◆ PROBLEM TO WORK ON ◆
Show, in full, each line of the data that contains "segment".

### DATA FOR PROCESSING

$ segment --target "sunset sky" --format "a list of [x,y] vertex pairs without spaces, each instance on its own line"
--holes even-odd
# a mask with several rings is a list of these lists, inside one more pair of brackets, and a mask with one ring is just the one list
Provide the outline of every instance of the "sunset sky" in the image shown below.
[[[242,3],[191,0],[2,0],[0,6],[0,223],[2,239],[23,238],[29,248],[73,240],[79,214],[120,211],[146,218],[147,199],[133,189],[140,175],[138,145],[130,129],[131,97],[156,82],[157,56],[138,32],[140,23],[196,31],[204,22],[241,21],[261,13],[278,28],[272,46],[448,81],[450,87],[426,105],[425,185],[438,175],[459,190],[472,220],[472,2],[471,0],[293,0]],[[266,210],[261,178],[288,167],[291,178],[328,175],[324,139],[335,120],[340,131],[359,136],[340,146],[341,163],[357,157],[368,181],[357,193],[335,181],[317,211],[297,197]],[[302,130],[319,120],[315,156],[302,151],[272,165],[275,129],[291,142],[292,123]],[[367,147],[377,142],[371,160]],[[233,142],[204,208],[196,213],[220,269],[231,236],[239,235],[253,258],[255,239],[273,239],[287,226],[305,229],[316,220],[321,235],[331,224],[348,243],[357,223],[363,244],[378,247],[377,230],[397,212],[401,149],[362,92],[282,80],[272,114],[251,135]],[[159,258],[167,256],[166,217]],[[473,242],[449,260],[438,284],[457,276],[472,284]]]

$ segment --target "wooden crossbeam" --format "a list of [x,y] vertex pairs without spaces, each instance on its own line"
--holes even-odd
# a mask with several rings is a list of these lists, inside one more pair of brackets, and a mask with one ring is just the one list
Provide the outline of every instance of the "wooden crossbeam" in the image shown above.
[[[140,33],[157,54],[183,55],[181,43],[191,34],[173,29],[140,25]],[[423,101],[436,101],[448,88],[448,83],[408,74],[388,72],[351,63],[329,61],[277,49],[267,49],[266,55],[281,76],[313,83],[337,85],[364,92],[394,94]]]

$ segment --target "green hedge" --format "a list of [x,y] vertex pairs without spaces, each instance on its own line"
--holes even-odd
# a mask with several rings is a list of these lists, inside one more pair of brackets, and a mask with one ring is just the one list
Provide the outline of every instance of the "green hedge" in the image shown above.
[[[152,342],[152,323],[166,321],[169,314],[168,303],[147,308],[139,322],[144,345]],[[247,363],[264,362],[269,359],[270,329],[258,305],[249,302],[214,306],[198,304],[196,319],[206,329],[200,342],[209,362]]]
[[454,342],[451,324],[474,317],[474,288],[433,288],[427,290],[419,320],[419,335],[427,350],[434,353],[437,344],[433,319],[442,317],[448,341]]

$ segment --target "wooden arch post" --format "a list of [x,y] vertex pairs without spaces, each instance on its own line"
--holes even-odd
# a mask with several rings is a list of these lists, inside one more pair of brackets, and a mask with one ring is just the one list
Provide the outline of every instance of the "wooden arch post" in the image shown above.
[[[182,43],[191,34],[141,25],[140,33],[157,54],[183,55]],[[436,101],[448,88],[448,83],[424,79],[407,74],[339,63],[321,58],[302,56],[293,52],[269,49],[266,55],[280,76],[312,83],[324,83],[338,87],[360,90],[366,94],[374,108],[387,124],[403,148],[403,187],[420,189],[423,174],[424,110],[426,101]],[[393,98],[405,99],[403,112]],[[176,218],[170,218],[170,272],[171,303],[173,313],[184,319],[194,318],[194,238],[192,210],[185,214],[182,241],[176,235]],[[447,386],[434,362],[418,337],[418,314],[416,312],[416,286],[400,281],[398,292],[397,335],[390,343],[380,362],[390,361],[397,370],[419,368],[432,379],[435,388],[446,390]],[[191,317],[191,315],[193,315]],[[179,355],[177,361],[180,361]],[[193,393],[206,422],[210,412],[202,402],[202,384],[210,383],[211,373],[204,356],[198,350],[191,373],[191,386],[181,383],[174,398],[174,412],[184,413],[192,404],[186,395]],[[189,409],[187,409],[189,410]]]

######

◆ RESPONSE AREA ◆
$ segment --target "sunset sky" --format "a list of [x,y] vertex pairs without spaces, each instance on its own line"
$ segment --target "wooden crossbeam" --format "a list of [x,y] vertex pairs without spaces, each instance on its own line"
$ segment --target "green hedge" --format "a list of [x,y] vertex pairs without spaces, each instance on its own line"
$ segment --target "wooden arch post" --format "a list of [x,y] vertex pairs without spaces, each instance on its own line"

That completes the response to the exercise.